- RECORDS TO PROCESS
::::::
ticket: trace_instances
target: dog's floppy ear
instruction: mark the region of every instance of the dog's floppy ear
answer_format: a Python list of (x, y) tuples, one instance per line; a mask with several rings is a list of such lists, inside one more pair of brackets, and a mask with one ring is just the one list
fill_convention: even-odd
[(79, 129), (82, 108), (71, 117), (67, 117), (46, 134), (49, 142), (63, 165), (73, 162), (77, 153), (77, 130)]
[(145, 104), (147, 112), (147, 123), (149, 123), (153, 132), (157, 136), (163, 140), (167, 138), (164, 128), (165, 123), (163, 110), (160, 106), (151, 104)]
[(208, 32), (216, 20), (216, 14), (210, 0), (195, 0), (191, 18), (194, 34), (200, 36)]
::::::
- STATED EXERCISE
Copy every line of the material above, character for character, without changing anything.

- EXERCISE OUTPUT
ticket: trace_instances
target: dog's floppy ear
instruction: mark the region of every instance of the dog's floppy ear
answer_format: a Python list of (x, y) tuples, one instance per line; a mask with several rings is a list of such lists, inside one more pair of brackets, and a mask with one ring is just the one list
fill_convention: even-odd
[(79, 129), (82, 108), (71, 117), (67, 117), (46, 134), (49, 142), (63, 165), (73, 162), (77, 153), (77, 130)]
[(145, 104), (147, 112), (147, 123), (149, 123), (153, 132), (157, 136), (163, 140), (167, 138), (164, 128), (165, 123), (163, 110), (160, 106), (151, 104)]
[(208, 32), (216, 20), (216, 14), (210, 0), (195, 0), (191, 18), (194, 34), (200, 36)]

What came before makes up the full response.